--- Begin Material for this task ---

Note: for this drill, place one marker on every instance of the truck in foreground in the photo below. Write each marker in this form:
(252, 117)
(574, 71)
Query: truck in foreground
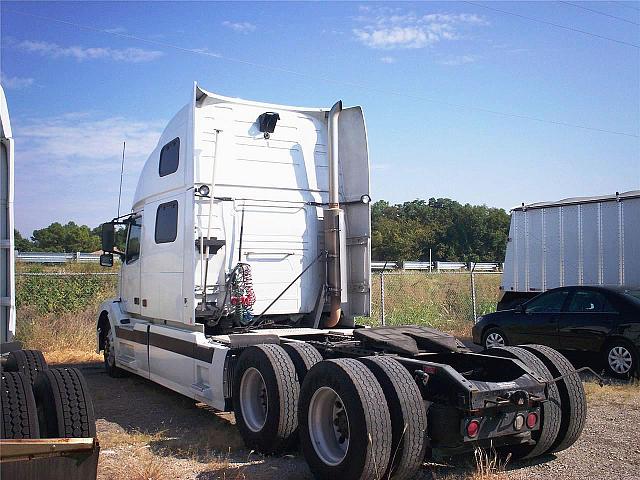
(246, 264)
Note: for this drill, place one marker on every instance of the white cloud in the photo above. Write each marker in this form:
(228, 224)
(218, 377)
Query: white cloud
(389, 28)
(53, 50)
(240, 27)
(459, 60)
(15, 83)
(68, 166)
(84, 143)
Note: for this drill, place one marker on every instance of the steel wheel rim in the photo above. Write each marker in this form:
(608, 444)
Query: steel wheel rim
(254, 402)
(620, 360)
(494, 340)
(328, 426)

--- End Material for this task ---
--- Begin Material for this task ---

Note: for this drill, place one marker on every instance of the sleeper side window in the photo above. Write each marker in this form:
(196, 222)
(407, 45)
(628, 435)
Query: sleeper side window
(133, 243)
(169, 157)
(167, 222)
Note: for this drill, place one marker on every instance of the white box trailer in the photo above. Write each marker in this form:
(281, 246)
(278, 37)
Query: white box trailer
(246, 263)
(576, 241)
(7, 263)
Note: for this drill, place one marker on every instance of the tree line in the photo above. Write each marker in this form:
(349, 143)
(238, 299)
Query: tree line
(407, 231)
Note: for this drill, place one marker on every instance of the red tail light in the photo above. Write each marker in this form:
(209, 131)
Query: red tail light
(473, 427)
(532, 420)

--- End Material for this task ---
--- Begin Material for this task ---

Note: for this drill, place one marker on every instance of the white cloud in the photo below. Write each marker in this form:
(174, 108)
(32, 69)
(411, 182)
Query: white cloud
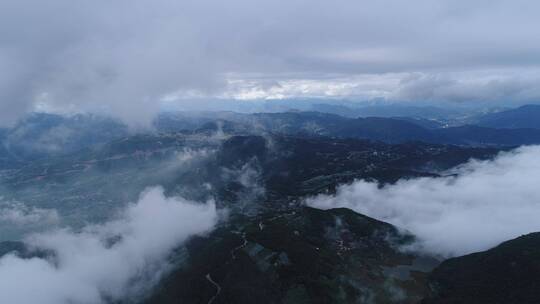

--- End Material for this task ---

Set task: List every line in the data above that contains the word "below".

Output for this exercise:
Note: for this drill, place one marker on every instance of the truck in foreground in the photo below. Write each marker in this form:
Note: for this drill, place one marker on every instance of the white cloud in the photo below. Write each marker in this form:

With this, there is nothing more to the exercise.